(Einträge aus einer Datenquelle)
┌──
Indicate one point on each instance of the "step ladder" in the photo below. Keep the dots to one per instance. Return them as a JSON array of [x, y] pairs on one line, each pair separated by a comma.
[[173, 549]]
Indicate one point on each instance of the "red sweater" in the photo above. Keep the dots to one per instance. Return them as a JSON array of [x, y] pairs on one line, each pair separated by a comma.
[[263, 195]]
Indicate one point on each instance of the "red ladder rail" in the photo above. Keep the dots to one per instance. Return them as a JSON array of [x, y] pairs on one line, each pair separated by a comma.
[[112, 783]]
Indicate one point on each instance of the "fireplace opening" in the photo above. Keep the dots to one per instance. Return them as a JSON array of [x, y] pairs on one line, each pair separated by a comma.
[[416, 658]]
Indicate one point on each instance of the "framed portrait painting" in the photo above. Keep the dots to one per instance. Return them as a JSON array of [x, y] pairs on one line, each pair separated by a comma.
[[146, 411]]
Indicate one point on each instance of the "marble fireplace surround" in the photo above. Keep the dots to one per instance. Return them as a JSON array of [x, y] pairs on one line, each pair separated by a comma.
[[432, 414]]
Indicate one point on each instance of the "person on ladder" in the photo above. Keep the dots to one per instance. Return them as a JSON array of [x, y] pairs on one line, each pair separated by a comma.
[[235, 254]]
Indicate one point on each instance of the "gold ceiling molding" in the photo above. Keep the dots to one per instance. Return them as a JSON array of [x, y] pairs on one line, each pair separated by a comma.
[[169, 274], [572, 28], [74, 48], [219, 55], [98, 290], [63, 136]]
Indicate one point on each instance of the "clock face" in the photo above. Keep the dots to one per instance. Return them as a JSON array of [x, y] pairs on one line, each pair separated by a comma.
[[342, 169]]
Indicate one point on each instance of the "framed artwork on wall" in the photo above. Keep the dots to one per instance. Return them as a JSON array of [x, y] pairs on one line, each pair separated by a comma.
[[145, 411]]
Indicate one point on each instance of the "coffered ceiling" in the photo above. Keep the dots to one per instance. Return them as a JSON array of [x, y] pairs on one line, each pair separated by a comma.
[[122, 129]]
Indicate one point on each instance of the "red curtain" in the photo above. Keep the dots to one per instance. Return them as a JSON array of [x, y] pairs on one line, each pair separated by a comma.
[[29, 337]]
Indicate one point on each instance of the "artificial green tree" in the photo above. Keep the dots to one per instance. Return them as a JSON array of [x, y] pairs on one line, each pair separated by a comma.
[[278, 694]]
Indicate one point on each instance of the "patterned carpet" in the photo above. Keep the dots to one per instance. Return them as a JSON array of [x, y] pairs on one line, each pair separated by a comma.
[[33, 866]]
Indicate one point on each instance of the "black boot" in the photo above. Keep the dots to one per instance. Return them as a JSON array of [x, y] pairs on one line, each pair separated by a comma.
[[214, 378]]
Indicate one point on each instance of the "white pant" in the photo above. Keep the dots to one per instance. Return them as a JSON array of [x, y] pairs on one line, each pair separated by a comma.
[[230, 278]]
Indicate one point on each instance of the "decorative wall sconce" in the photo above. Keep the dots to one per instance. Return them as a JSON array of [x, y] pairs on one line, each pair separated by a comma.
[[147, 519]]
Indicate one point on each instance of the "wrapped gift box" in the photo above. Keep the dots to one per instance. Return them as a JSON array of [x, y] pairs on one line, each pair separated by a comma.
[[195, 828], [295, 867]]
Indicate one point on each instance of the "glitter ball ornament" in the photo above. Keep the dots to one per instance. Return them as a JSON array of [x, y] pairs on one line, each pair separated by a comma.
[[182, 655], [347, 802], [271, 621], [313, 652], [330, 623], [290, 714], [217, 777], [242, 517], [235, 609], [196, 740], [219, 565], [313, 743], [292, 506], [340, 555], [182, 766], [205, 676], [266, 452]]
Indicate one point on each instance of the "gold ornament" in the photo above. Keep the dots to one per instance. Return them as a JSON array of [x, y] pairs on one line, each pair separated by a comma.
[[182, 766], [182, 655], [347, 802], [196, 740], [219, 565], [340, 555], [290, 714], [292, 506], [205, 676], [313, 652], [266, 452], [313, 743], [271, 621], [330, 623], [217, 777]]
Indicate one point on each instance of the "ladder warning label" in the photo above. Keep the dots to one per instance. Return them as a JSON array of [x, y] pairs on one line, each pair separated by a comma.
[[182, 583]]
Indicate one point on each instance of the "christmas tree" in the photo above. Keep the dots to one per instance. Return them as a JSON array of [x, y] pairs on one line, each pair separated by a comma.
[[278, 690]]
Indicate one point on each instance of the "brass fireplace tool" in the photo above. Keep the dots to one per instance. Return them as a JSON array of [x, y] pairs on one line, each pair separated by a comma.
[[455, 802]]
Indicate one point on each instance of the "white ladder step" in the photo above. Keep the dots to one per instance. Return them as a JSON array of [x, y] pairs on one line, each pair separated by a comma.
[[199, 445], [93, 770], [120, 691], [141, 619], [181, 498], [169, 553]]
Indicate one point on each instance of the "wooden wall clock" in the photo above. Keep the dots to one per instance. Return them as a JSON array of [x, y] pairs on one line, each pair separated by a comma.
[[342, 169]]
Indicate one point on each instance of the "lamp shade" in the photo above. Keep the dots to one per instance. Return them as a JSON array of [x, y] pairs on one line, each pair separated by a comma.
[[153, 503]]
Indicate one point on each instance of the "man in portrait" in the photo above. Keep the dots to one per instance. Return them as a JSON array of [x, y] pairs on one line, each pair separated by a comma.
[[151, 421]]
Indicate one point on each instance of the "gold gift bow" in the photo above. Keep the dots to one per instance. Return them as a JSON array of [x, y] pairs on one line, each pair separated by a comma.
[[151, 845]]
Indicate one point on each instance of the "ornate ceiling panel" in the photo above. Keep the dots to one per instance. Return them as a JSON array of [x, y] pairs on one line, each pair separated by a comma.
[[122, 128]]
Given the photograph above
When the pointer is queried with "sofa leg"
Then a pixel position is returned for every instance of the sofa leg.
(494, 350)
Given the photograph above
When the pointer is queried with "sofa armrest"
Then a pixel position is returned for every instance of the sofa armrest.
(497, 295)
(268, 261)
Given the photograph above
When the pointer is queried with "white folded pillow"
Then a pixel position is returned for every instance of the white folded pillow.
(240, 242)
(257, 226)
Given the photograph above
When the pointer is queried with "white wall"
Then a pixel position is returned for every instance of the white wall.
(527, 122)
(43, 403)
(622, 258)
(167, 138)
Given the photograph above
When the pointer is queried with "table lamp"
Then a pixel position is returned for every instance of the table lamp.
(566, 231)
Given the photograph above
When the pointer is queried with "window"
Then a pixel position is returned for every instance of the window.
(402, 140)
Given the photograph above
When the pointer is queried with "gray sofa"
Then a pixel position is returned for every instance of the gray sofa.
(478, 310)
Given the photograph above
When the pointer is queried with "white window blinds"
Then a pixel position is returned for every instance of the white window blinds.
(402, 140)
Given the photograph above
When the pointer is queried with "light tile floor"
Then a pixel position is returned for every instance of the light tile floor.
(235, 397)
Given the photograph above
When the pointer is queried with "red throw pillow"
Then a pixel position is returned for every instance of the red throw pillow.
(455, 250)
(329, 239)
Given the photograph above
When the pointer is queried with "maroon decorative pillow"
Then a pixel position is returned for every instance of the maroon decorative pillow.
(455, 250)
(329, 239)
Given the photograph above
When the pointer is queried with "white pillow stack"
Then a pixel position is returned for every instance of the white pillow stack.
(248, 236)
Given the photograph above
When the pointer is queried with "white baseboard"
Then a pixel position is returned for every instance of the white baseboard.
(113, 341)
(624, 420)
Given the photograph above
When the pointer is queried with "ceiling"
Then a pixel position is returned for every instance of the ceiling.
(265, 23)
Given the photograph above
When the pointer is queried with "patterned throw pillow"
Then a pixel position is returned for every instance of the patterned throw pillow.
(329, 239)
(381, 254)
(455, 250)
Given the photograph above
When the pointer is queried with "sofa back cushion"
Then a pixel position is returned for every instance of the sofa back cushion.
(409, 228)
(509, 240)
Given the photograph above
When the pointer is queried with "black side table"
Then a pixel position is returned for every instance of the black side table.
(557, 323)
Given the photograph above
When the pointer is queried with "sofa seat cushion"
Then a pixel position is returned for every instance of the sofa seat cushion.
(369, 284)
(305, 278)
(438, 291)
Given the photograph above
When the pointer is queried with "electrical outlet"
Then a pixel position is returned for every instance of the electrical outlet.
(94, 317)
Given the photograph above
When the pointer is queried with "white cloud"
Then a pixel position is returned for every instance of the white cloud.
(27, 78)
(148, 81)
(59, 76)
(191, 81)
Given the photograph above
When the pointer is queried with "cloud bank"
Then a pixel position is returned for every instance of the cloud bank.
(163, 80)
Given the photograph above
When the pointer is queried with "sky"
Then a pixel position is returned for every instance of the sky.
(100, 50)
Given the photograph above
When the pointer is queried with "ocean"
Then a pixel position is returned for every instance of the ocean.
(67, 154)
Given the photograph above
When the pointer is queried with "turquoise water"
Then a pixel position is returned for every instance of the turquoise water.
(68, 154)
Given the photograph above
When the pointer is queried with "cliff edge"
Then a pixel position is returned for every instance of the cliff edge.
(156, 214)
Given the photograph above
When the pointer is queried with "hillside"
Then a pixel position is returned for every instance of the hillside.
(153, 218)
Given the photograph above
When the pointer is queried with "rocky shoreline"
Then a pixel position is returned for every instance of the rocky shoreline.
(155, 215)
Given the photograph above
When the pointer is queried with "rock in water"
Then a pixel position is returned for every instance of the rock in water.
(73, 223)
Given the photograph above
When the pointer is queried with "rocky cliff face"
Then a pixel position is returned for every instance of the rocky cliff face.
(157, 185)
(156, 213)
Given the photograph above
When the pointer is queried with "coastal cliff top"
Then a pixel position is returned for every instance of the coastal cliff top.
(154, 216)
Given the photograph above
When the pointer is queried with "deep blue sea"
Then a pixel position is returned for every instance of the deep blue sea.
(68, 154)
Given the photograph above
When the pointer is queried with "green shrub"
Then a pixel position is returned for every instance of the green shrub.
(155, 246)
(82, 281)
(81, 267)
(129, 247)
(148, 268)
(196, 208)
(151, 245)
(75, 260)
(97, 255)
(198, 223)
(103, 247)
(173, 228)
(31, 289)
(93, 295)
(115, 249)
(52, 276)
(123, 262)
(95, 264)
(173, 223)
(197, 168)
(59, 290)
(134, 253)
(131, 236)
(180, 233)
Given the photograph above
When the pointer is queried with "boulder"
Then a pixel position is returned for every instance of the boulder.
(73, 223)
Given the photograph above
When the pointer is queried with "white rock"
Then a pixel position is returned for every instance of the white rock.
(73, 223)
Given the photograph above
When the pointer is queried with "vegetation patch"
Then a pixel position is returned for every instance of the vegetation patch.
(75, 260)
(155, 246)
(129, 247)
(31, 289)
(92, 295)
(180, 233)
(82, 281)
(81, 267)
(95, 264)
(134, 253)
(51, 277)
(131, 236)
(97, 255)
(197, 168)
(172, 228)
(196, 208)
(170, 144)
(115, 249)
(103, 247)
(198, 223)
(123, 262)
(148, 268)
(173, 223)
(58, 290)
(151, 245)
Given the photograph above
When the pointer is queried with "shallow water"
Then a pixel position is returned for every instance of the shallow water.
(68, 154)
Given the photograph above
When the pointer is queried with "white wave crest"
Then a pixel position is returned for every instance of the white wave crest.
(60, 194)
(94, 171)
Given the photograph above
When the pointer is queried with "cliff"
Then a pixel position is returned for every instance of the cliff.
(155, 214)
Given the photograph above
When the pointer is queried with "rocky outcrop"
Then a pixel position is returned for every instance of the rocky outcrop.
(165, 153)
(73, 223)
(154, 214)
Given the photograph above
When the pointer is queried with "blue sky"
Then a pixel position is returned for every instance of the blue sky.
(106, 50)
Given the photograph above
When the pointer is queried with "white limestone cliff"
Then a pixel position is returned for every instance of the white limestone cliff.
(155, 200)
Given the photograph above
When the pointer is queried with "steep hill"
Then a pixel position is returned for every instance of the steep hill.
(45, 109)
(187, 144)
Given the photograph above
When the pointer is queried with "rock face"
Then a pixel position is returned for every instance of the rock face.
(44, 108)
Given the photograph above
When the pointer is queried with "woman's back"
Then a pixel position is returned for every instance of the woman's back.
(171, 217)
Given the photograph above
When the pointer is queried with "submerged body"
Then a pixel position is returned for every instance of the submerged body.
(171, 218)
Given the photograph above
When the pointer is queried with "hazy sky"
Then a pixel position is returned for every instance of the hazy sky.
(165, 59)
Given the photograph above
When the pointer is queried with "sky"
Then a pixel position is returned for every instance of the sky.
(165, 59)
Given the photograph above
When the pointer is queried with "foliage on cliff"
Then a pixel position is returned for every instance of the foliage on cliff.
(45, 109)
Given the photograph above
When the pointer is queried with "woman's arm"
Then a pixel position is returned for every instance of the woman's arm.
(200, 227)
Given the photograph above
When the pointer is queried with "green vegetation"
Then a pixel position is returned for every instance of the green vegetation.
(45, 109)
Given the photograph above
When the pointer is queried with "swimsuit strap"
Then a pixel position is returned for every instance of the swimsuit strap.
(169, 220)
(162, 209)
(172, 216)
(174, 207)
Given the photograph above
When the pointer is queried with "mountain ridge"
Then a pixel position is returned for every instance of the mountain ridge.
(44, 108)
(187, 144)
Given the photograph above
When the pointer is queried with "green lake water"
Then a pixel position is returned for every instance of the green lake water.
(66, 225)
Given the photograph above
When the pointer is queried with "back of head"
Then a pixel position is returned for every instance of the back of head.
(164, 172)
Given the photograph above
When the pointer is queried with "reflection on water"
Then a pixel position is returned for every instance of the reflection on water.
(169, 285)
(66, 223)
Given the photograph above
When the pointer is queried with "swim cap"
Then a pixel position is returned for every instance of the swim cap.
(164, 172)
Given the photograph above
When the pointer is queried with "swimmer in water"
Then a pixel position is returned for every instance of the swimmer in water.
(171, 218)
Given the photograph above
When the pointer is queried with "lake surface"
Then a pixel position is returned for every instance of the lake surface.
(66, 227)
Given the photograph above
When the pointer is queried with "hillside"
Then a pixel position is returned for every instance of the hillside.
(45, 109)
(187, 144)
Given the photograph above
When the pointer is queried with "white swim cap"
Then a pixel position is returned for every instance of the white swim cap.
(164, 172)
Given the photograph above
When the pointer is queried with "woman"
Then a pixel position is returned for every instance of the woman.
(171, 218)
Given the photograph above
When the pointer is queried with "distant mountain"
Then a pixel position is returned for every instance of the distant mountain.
└──
> **ARBEITSAUFTRAG**:
Zählen Sie, wie viele Zeilen der obigen Einträge die Zeichenfolge "strap" enthalten. Geben Sie nur die Anzahl an.

> **VOLLSTÄNDIGE AUSGABE**:
2